START Records shown
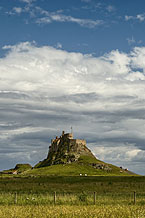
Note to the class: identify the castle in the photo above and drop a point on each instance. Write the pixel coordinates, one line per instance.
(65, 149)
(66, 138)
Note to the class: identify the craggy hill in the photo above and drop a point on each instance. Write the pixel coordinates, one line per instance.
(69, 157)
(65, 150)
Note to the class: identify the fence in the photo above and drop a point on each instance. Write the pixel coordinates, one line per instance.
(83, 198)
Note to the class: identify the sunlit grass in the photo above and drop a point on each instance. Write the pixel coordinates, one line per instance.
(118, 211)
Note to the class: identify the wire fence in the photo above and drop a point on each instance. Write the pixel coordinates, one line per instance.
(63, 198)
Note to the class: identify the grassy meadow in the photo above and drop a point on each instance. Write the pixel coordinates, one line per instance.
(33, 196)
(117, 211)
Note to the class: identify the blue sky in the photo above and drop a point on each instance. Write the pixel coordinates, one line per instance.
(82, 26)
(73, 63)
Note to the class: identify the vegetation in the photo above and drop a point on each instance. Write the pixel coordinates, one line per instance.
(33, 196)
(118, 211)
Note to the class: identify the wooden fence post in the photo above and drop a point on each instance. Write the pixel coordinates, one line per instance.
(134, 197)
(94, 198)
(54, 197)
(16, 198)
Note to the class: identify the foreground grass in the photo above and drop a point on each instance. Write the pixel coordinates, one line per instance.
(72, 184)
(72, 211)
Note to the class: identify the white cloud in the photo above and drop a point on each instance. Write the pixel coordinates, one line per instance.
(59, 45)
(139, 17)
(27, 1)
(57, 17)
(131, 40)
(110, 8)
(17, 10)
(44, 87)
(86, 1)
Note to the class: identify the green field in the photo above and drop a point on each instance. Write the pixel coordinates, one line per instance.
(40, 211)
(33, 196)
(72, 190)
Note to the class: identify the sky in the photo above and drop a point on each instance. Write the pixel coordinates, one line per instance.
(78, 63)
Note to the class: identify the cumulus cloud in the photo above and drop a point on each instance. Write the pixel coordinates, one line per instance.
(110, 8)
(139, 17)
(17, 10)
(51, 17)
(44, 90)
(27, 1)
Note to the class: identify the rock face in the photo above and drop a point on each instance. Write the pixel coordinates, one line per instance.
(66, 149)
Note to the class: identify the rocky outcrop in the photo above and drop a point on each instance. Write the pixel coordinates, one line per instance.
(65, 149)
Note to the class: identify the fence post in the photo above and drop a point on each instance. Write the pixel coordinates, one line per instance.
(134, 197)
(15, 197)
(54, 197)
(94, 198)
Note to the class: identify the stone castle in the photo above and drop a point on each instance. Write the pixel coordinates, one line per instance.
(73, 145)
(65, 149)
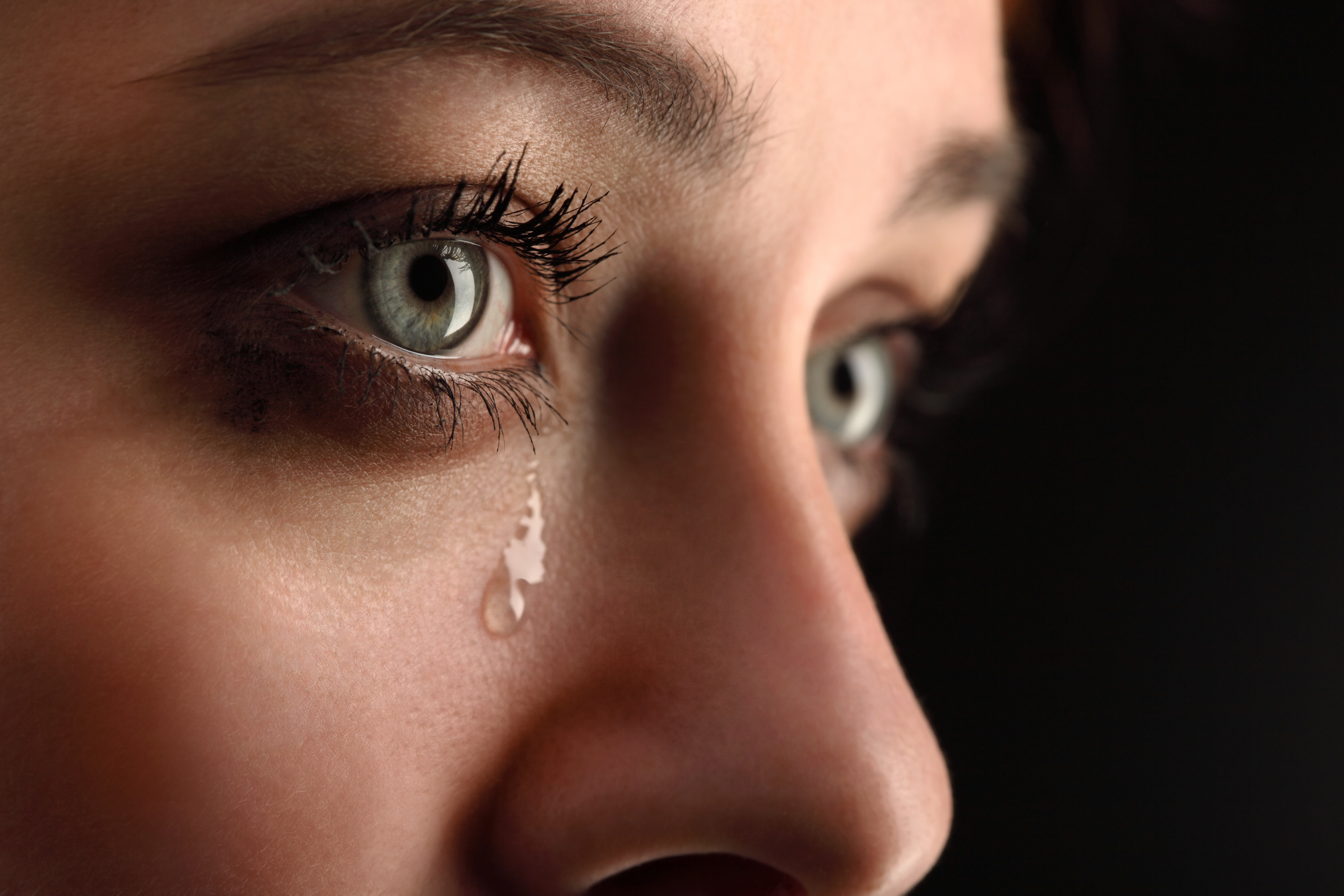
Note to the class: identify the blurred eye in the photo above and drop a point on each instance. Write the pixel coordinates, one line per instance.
END Records shown
Line by line, reproduce the material above exactly, leaving each picture out.

Final answer -
Note to the class: identify the castle in the photo above and drop a point on each instance. Write the pixel coordinates, one line per instance.
(65, 149)
(66, 138)
Note to the class: identify the craggy hill in the photo above and drop a point on each instance. Write the pixel coordinates, one line per instance.
(69, 157)
(65, 150)
Note to the class: identify the fence in the photo above and drop a point on each instance. Write the pixel coordinates, one line per instance.
(83, 198)
Note to the class: identify the sunlit grass in the photo above and drop a point on each instance. Write the pixel coordinates, one line per instance.
(118, 211)
Note to the class: identify the wire fence in the photo above and drop a point on each instance. Write the pixel coordinates, one line per instance.
(63, 198)
Note to the class: identify the grassy meadow in the photo above and drop a point on each instance. Write the pixel coordinates, one line per instance.
(33, 196)
(117, 211)
Note to the class: identify the blue sky in the photo above and drop a point on each instance. Write the pixel coordinates, one line per instance.
(82, 26)
(73, 63)
Note to the class: identify the vegetation in the photo above and drop a point on each instance. Write the pixel coordinates, one line per instance.
(33, 196)
(118, 211)
Note to the class: identify the wooden fence post in the photo above and drop a point on each instance. Write the pixel coordinates, one line per instance.
(134, 197)
(94, 198)
(54, 197)
(16, 198)
Note to the class: identify the foreground grass in the photo above and drop a point on each instance. Write the pixel coordinates, one line per instance.
(72, 184)
(72, 211)
Note to the class: identify the white cloud in the photo above and drop a point on each instance. Write the pixel coordinates, one line per instance.
(59, 45)
(139, 17)
(27, 1)
(57, 17)
(131, 40)
(110, 8)
(17, 10)
(44, 87)
(86, 1)
Note to the class: identify the green field in the photo above and drop a point on each instance. Write the pixel coordinates, one line per instance.
(40, 211)
(33, 196)
(72, 190)
Note to the class: identify the sky in the photo above and drop a point on each instance. Write the pixel coordinates, one line per instance.
(78, 63)
Note to the class: identify the cumulus cloud in the photo above and drop a point on each instance. Write the pixel coordinates, one line per instance.
(110, 8)
(139, 17)
(17, 10)
(51, 17)
(44, 90)
(27, 1)
Note to the class: identify the rock face in the photo above and drop a point on each instance. Write the pixel coordinates, one line per instance.
(66, 149)
Note to the class: identify the rocky outcrop in the photo above and drop a point on each instance. Write the pixel coordinates, one line per instance.
(65, 149)
Note to the class: identify the fence post in the photo above and drop a point on each instance. Write the pixel coordinates, one line per instance.
(134, 197)
(15, 197)
(54, 197)
(94, 198)
Note to the class: identify the stone castle in the photo above and drop a point on each instance. Write the pixel coordinates, one line per instance.
(73, 145)
(65, 149)
Note to the class: identify the blurred eye in the photo above and drop a point on each instance. Write the pixel coordinates, one line per instance.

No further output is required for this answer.